Regarding claim 4, Rusconi and Chang teach the acoustic output apparatus of claim 1, wherein the resonant cavity is a Helmholtz cavity (Rusconi, fig 1).
Regarding claim 5, Rusconi and Chang teach the acoustic output apparatus of claim 1, wherein the at least one chamber defines an acoustic route connecting the at least one acoustic driver and outside of the acoustic output apparatus, the resonant cavity being constructed on a branch of the acoustic route (cavity 16, Rusconi, [0032], fig 1).
Regarding claim 8, Rusconi and Chang teach the acoustic output apparatus of claim 1, wherein the acoustic output apparatus further includes a supporting structure configured to: carry the at least one acoustic driver; and enable the acoustic output apparatus to be located off a user ear (driver 7 and ear opening 22, Rusconi, [0032], [0034], fig 1).
------------
- _TASK GOAL_
Answer these questions about the claim analysis:
(a) What type of cavity is the resonant cavity in claim 4?
(b) In claim 5, on what is the resonant cavity constructed?
(c) In claim 8, what two things is the supporting structure configured to do?
None of the material after this is needed.
------------
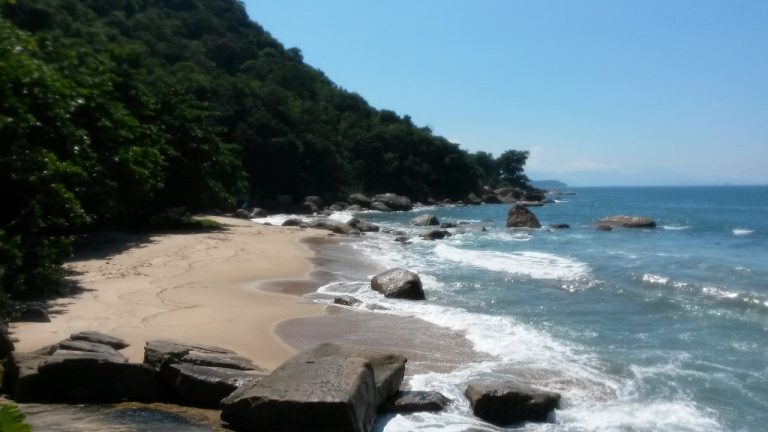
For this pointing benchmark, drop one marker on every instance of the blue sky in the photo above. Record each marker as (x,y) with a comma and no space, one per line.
(652,92)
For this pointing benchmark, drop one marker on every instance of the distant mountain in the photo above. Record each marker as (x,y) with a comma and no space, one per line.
(548,184)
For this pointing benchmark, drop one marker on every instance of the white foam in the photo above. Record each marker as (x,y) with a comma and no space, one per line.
(675,227)
(536,265)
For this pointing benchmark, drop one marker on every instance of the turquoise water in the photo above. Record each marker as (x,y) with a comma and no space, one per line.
(640,330)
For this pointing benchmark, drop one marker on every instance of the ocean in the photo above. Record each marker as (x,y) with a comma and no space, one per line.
(661,329)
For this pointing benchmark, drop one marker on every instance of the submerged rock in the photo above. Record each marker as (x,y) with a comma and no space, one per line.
(627,222)
(520,217)
(398,283)
(508,403)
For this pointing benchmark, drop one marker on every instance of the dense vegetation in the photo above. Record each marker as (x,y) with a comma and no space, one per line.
(127,112)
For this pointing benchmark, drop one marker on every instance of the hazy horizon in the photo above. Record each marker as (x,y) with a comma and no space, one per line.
(599,92)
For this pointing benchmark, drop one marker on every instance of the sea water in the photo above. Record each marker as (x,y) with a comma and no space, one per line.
(661,329)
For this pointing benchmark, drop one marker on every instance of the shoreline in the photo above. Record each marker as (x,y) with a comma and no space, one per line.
(210,288)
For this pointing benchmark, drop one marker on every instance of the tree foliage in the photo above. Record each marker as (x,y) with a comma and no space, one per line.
(116,112)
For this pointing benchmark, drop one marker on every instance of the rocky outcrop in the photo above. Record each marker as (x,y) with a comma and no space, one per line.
(508,403)
(520,217)
(395,202)
(78,377)
(362,225)
(624,221)
(327,388)
(6,344)
(416,401)
(425,220)
(380,206)
(359,199)
(435,234)
(398,283)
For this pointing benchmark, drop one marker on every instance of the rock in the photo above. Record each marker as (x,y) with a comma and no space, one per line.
(425,220)
(308,208)
(473,199)
(99,338)
(363,226)
(228,361)
(508,403)
(435,234)
(316,200)
(416,401)
(84,346)
(327,388)
(258,212)
(156,352)
(398,283)
(395,202)
(292,222)
(33,314)
(380,206)
(80,377)
(241,214)
(519,216)
(6,344)
(346,300)
(559,226)
(205,385)
(628,222)
(360,200)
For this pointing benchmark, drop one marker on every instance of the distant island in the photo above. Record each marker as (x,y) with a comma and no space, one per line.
(548,184)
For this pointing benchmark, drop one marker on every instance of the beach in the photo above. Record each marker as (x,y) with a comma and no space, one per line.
(192,287)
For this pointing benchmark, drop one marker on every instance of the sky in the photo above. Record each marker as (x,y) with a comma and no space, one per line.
(601,93)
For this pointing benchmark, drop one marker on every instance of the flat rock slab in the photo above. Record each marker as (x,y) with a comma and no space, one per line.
(625,221)
(416,401)
(204,385)
(508,403)
(99,338)
(398,283)
(329,387)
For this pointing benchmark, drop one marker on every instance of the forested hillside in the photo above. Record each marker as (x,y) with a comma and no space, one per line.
(119,113)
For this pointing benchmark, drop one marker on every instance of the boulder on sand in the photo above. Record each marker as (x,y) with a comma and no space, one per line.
(625,221)
(327,388)
(398,283)
(508,403)
(520,217)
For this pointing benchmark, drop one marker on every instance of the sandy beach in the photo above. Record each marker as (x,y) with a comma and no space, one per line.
(198,288)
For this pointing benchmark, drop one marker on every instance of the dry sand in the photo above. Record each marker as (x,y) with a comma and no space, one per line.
(200,288)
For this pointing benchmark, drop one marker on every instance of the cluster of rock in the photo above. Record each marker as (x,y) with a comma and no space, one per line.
(385,202)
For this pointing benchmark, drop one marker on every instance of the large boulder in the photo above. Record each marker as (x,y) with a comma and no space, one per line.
(398,283)
(416,401)
(327,388)
(625,221)
(520,217)
(508,403)
(425,220)
(79,377)
(395,202)
(359,199)
(99,338)
(380,206)
(205,385)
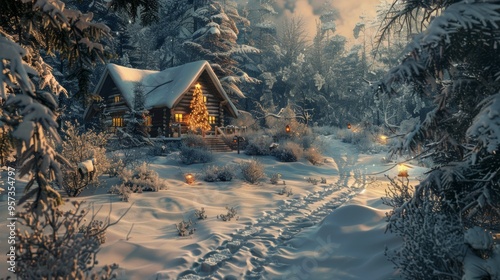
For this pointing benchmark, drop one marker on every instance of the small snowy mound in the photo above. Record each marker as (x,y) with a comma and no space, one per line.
(348,244)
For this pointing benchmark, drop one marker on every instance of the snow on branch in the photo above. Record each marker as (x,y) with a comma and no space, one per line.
(486,125)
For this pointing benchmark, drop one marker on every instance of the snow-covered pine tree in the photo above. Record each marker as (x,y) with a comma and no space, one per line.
(198,118)
(28,110)
(455,61)
(78,147)
(214,38)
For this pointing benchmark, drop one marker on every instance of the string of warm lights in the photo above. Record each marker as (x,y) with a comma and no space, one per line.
(198,118)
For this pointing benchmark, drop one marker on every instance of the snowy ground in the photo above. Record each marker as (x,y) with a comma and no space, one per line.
------------
- _THE RESULT_
(a) A Helmholtz cavity.
(b) On a branch of the acoustic route.
(c) Carry the at least one acoustic driver, and enable the acoustic output apparatus to be located off a user ear.